--- Start Raw data ---

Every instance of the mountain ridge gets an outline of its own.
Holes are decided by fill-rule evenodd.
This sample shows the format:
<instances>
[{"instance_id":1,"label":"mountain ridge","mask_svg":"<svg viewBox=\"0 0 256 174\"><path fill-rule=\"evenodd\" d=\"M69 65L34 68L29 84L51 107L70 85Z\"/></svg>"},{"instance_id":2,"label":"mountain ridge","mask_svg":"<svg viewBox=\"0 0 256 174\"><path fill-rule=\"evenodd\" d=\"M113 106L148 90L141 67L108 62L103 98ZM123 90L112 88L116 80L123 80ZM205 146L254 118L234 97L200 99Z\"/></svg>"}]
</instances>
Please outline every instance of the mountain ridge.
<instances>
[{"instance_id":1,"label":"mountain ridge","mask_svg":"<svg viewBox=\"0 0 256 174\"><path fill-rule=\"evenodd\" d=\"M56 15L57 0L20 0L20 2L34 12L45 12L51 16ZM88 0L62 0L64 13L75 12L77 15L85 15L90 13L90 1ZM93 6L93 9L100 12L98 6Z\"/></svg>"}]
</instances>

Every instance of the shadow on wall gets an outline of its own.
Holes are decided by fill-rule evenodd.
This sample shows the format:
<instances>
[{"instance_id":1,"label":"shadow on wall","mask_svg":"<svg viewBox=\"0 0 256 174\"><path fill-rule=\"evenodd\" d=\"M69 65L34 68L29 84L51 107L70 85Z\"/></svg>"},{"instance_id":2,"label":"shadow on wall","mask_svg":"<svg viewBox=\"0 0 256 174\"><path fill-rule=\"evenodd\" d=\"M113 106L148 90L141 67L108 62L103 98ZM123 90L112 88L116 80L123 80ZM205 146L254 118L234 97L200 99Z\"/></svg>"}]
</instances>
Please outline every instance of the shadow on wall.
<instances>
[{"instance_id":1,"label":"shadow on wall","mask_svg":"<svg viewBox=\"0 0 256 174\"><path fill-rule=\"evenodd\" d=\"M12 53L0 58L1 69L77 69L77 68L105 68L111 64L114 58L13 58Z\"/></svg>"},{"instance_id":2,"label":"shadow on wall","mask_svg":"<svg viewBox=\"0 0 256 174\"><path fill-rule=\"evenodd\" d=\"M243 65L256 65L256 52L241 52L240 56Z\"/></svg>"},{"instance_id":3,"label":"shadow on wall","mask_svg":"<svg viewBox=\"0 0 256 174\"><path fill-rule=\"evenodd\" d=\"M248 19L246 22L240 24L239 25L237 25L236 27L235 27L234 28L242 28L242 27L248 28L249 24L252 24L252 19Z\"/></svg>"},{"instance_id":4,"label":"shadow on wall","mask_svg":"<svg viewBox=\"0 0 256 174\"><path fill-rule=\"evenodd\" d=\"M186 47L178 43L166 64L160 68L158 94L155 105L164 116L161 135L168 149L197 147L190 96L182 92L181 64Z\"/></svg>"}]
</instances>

--- End Raw data ---

**Instructions for the task**
Copy out everything from the line containing "Every instance of the shadow on wall gets" down to the end of the records, keeping each line exactly as it appears.

**Answer**
Every instance of the shadow on wall gets an outline of its own.
Holes are decided by fill-rule evenodd.
This sample shows the format:
<instances>
[{"instance_id":1,"label":"shadow on wall","mask_svg":"<svg viewBox=\"0 0 256 174\"><path fill-rule=\"evenodd\" d=\"M69 65L34 68L29 84L51 107L70 85Z\"/></svg>"},{"instance_id":2,"label":"shadow on wall","mask_svg":"<svg viewBox=\"0 0 256 174\"><path fill-rule=\"evenodd\" d=\"M113 106L148 90L141 67L108 62L103 98ZM123 90L112 88L116 80L123 80ZM205 146L254 118L234 97L200 99Z\"/></svg>"}]
</instances>
Please outline every instance of the shadow on wall.
<instances>
[{"instance_id":1,"label":"shadow on wall","mask_svg":"<svg viewBox=\"0 0 256 174\"><path fill-rule=\"evenodd\" d=\"M12 53L0 58L1 69L77 69L77 68L105 68L111 64L114 58L13 58Z\"/></svg>"},{"instance_id":2,"label":"shadow on wall","mask_svg":"<svg viewBox=\"0 0 256 174\"><path fill-rule=\"evenodd\" d=\"M243 65L256 65L256 52L241 52L240 56Z\"/></svg>"},{"instance_id":3,"label":"shadow on wall","mask_svg":"<svg viewBox=\"0 0 256 174\"><path fill-rule=\"evenodd\" d=\"M248 19L246 22L240 24L239 25L237 25L236 27L235 27L234 28L242 28L242 27L248 28L249 24L252 24L252 19Z\"/></svg>"},{"instance_id":4,"label":"shadow on wall","mask_svg":"<svg viewBox=\"0 0 256 174\"><path fill-rule=\"evenodd\" d=\"M186 47L178 43L166 64L160 68L158 94L155 105L164 116L161 135L168 149L197 147L190 96L182 92L181 64Z\"/></svg>"}]
</instances>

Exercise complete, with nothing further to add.